▸ **Exercise**:
Would you repeat each of the lines below exactly?

Natural language region descriptions:
Content starts

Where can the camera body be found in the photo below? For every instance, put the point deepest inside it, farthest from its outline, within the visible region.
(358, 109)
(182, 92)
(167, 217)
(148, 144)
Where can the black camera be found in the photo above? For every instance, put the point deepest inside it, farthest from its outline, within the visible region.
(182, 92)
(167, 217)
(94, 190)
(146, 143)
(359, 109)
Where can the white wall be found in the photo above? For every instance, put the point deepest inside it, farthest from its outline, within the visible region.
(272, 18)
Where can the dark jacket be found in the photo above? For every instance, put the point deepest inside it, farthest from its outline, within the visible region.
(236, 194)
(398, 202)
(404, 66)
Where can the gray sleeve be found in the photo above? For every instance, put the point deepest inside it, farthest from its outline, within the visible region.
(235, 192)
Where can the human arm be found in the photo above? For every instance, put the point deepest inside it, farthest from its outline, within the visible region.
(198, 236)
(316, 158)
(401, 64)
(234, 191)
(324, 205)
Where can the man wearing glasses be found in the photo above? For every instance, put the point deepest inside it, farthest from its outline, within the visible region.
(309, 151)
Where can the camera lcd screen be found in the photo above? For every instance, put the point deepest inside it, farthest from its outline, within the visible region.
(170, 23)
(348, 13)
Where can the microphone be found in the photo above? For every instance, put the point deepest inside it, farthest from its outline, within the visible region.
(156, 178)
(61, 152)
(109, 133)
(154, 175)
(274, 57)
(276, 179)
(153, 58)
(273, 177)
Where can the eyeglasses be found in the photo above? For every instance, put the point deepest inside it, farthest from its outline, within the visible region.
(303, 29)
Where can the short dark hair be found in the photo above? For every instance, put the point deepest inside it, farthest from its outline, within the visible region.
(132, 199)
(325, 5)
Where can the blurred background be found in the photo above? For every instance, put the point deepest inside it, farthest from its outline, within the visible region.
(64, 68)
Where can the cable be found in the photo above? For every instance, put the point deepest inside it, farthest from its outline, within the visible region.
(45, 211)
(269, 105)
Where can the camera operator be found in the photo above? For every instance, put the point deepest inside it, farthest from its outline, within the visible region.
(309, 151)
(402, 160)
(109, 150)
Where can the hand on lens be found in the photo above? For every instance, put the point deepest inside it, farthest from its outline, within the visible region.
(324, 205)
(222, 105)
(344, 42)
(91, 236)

Content ends

▸ **Task answer**:
Where can the camera body be found in the photo below? For every instance, put the point deepest inside it, farthest from its outline, within the visible region.
(358, 109)
(182, 92)
(167, 217)
(148, 144)
Where can the black camera be found in the photo above? For every instance, put the point deepest inside it, farthest from its outline, within the visible region.
(182, 92)
(167, 217)
(94, 190)
(146, 143)
(359, 109)
Where can the white wall be found in the photo above? For every instance, put the point deepest inside it, farthest from its outline, within the visible region.
(272, 18)
Where can the dark jacket be found in the photo above? For every instance, put the point deepest inside it, farthest from its outline, within the visible region.
(236, 194)
(398, 202)
(404, 66)
Where can the gray sleeve be found in the photo above? For every instance, put the point deepest inside it, farthest from its outline, within the visible region.
(235, 192)
Where can the human arm be found in the photo above? For every instance, put the point deepest inside it, farthest from its outline, within the visible region.
(198, 236)
(316, 158)
(401, 64)
(234, 191)
(324, 205)
Where can the man wearing glasses be found in the photo above? For every instance, put the point deepest inside it, farthest from its outline, within the visible region.
(309, 151)
Where can the camera lcd screen be found in the photo above? For every instance, put the point deepest inside it, farthest from its outline, within the visible region.
(170, 23)
(348, 13)
Where can the microphone be found in the photo above? For every instance, put the point deepest inside it, farthest from its outline, within the visible region.
(156, 178)
(61, 152)
(109, 133)
(154, 175)
(274, 57)
(276, 179)
(153, 58)
(273, 177)
Where can the eyeglasses be found in the photo above? For every instance, put the point deepest inside it, farthest from its outline, within the visible region.
(303, 29)
Where can the short dark hair be found in the photo above? For every instance, put the point deepest inside it, farthest from its outline, within the visible region.
(132, 199)
(325, 5)
Where can the blurred background be found in the photo above? For every instance, put the point deepest inside it, farthest from its outline, within the visible region.
(64, 68)
Where can the cable be found in the photo above? For every instance, put the point deepest inside it, farthest from its outline, within the visible region.
(45, 211)
(269, 105)
Where can the camera operator be found in the photo above? For every instance, put the point deepest inside it, farthest from its outline, within the visible region.
(309, 151)
(402, 160)
(109, 150)
Where can the hand on lens be found in the photo above? For every instance, put the point deepest inside it, farthest from its outline, within the visible region.
(324, 205)
(222, 105)
(344, 42)
(91, 236)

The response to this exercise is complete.